Set task: Reproduce the records from the line containing "Fact-check this for me: the partial" through the line containing "356, 381, 417]]", both lines included, and give nothing else.
+++ Exercise inputs +++
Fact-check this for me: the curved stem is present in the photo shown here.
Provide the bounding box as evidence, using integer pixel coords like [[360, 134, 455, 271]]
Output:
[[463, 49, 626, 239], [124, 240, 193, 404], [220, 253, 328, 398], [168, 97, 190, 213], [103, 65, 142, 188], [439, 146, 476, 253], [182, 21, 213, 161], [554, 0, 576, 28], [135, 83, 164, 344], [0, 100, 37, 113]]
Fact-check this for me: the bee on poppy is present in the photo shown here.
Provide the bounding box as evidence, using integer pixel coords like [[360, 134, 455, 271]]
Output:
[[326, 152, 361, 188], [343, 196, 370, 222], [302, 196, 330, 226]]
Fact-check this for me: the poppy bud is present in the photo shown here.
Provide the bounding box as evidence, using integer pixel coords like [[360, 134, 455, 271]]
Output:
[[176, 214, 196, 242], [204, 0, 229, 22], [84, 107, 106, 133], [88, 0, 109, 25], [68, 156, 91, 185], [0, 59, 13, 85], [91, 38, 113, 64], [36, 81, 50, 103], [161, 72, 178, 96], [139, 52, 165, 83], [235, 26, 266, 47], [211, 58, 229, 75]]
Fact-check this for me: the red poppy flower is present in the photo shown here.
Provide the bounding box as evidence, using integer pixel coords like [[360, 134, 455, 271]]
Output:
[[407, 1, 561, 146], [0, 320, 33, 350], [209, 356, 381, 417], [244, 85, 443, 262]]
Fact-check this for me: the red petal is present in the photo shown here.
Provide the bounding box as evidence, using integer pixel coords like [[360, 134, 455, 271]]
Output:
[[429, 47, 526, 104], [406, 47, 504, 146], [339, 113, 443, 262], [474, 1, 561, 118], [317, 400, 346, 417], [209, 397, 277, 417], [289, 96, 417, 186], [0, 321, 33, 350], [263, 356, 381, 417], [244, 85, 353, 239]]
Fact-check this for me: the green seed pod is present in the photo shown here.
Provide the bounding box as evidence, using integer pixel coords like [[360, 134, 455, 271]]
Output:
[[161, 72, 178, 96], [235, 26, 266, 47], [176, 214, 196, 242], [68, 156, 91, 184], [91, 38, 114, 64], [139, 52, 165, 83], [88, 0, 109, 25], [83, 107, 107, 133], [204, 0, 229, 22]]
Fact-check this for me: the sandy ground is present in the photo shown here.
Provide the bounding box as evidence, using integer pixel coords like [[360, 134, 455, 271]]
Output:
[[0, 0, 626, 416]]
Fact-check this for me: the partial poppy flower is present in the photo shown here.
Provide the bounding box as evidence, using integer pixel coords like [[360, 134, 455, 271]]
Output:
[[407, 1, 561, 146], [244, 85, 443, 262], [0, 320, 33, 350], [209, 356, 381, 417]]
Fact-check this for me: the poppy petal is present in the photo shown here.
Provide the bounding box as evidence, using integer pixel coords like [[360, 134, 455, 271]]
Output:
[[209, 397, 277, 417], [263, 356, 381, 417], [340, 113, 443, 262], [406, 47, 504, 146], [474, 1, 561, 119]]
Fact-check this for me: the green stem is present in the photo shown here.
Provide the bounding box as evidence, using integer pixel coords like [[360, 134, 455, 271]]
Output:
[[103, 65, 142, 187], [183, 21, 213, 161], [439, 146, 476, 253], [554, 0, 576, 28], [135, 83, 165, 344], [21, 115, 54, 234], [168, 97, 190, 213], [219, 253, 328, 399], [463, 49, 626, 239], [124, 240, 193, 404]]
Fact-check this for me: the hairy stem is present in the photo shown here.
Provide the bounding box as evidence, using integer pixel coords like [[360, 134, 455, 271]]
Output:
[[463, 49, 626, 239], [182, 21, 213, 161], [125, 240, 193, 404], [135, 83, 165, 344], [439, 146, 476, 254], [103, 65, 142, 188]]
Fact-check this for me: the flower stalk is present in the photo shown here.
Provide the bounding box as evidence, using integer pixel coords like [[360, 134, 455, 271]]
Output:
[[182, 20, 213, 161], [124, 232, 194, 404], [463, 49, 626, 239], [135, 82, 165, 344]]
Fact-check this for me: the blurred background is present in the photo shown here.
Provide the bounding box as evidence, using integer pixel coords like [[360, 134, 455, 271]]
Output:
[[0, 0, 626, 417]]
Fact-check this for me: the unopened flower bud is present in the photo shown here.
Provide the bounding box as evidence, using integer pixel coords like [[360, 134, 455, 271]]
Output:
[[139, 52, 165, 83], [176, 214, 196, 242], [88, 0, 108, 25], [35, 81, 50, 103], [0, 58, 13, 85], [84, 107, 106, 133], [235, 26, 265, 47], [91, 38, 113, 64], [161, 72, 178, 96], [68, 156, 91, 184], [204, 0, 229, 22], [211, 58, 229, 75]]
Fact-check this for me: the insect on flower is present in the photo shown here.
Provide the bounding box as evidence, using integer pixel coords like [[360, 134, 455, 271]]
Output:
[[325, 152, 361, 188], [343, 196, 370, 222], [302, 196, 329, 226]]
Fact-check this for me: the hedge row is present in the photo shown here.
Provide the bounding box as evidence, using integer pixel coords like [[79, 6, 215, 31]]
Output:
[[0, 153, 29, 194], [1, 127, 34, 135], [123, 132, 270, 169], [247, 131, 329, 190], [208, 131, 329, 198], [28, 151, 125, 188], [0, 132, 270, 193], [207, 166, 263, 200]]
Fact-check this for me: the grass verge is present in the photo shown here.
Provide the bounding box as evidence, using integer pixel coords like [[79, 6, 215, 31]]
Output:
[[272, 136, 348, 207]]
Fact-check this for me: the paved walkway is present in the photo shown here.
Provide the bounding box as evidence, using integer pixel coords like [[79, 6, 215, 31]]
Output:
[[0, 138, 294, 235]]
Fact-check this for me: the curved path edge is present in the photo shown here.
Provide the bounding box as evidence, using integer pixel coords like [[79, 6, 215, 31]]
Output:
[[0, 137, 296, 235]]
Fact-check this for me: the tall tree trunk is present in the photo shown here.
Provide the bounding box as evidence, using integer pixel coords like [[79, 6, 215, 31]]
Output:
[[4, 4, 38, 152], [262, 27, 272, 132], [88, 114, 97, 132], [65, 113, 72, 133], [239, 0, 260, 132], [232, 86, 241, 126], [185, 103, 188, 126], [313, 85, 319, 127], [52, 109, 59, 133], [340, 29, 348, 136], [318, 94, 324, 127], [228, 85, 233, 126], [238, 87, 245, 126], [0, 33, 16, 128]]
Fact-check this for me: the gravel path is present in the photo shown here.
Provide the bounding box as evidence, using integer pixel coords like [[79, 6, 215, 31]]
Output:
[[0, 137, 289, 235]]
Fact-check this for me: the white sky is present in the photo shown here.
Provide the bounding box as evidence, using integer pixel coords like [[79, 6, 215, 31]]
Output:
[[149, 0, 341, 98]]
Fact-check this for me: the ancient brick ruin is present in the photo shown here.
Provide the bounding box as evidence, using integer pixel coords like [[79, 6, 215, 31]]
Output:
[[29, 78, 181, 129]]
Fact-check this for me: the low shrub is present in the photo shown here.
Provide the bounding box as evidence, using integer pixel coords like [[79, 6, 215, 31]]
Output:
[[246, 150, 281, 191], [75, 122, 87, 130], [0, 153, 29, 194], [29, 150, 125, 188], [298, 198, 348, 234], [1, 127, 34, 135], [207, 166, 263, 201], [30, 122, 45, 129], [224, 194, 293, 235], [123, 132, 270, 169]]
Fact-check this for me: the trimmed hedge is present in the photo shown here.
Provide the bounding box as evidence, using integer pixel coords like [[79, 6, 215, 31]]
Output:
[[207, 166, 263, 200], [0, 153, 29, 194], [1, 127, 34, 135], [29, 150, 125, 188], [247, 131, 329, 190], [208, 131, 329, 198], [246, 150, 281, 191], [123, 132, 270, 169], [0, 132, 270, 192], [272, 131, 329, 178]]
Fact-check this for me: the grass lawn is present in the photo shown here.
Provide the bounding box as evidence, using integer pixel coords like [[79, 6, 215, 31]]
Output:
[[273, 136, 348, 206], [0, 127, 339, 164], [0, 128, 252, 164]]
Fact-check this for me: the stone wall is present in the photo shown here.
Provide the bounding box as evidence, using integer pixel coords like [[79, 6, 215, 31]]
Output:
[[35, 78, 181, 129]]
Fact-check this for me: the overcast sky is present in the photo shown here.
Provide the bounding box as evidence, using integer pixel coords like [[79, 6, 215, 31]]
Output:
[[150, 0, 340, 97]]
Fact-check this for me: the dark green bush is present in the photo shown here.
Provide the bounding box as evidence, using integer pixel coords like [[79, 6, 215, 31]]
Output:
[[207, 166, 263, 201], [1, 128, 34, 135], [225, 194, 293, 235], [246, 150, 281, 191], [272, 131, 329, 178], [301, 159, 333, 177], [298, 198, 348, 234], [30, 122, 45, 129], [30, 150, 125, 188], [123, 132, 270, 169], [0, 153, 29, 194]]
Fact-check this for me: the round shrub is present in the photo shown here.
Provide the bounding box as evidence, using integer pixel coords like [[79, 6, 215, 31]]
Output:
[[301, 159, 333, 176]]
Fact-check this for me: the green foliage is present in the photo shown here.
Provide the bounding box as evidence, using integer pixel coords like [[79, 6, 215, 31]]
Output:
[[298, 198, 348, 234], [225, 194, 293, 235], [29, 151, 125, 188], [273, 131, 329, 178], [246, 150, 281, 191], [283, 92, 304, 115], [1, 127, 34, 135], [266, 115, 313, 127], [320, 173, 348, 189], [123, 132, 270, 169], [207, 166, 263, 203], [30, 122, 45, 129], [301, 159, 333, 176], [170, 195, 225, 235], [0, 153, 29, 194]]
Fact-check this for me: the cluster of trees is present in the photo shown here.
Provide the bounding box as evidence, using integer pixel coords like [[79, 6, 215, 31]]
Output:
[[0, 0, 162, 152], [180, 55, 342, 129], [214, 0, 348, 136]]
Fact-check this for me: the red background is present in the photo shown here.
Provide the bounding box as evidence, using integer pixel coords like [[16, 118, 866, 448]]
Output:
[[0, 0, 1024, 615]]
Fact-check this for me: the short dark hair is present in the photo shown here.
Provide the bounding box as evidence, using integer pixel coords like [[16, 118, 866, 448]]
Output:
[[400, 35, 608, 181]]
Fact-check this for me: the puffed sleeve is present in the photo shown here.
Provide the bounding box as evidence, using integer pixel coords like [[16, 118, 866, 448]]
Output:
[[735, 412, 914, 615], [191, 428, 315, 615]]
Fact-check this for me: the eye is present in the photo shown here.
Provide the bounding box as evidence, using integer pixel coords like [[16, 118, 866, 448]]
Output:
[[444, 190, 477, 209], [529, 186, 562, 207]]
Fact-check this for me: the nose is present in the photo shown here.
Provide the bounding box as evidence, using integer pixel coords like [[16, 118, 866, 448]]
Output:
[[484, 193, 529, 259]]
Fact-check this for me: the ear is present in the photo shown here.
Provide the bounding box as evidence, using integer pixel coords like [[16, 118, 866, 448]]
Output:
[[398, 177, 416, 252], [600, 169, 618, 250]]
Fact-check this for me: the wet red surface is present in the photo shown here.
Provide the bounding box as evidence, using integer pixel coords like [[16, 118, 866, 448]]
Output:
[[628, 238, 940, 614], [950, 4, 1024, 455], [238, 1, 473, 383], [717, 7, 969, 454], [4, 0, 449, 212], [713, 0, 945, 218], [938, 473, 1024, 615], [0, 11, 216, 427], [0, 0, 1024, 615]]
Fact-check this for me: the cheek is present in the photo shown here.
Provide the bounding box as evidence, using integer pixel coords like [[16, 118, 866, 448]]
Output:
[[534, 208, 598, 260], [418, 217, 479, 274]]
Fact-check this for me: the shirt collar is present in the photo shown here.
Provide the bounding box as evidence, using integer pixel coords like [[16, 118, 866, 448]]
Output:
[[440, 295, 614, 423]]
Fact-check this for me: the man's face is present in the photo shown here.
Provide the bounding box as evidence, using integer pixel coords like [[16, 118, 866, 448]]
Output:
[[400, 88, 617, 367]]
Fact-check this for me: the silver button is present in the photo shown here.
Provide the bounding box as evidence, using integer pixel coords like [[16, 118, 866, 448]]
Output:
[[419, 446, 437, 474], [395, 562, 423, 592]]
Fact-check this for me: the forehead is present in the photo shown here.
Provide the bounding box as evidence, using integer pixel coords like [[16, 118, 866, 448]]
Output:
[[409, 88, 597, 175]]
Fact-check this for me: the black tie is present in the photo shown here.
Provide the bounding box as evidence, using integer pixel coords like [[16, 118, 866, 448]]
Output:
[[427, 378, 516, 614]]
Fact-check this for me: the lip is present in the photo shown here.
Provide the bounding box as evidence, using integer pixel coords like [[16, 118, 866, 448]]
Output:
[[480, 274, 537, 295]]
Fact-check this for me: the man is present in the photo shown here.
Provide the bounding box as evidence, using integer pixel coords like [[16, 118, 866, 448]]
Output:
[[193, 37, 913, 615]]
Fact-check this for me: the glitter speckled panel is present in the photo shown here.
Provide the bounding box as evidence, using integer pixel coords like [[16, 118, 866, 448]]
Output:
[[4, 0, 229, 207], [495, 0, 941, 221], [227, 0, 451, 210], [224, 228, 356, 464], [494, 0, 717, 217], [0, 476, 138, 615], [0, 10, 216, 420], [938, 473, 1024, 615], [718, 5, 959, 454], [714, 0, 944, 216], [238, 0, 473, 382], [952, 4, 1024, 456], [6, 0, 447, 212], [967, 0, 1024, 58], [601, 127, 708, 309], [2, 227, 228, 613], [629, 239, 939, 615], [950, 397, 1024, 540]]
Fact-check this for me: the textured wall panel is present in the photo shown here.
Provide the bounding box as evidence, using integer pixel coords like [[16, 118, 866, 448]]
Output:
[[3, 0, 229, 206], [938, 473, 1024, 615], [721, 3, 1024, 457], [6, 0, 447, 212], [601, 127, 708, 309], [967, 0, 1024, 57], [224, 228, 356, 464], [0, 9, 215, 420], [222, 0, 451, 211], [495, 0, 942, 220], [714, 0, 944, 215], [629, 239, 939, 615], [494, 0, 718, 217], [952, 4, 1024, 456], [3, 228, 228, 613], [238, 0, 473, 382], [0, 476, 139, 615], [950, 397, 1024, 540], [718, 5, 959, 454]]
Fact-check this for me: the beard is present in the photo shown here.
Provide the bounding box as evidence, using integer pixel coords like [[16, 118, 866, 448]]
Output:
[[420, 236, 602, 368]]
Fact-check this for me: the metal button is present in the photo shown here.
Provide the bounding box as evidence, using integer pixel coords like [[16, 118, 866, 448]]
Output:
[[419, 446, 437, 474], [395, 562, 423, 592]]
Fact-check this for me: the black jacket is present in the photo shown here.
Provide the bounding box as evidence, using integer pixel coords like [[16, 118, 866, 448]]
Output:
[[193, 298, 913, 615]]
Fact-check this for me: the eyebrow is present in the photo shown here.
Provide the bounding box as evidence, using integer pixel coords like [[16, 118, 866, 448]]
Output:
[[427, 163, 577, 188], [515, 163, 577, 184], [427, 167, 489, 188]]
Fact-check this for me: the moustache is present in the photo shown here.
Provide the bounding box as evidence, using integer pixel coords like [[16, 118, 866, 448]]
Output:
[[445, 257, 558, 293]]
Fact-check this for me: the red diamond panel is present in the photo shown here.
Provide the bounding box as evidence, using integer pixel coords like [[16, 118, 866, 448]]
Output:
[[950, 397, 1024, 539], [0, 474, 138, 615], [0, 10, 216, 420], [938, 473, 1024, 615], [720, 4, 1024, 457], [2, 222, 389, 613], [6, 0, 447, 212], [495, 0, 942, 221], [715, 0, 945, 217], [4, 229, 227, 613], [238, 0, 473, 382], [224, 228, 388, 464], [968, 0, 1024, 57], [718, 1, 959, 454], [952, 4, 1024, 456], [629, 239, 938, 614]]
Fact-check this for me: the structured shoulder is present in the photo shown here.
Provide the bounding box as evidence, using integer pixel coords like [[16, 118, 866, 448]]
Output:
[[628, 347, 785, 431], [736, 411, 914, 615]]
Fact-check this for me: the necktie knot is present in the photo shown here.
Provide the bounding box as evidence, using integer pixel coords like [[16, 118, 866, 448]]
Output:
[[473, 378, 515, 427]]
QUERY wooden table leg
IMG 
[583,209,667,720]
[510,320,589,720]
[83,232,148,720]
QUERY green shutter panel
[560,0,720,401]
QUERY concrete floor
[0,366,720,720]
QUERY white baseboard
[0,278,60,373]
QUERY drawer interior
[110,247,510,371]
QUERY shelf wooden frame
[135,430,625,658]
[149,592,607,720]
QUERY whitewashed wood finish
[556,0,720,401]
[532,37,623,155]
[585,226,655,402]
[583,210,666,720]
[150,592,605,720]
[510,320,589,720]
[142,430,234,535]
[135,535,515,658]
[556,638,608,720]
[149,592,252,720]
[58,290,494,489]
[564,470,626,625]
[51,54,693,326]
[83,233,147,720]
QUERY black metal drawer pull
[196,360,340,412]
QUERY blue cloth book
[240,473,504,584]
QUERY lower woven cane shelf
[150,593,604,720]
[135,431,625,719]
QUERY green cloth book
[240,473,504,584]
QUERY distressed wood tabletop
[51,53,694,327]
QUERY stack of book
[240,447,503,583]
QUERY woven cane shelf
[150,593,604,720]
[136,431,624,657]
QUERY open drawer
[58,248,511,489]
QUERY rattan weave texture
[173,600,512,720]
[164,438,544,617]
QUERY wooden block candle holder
+++
In response:
Fact-check this for me: the partial poppy flower is present in the photo shown here.
Provide the bounding box as evidence, using integer pixel coords like [[360, 134, 455, 271]]
Output:
[[407, 1, 561, 146], [244, 85, 443, 262], [0, 320, 33, 350], [209, 356, 381, 417]]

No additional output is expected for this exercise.